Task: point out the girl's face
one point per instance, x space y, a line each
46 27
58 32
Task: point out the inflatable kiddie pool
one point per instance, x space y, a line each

_ _ _

Give exactly the lines from the one with "Task: point out the inflatable kiddie pool" to the end of the entries, nothing before them.

* Reply *
Task: point out the inflatable kiddie pool
one point per instance, x space y, a line each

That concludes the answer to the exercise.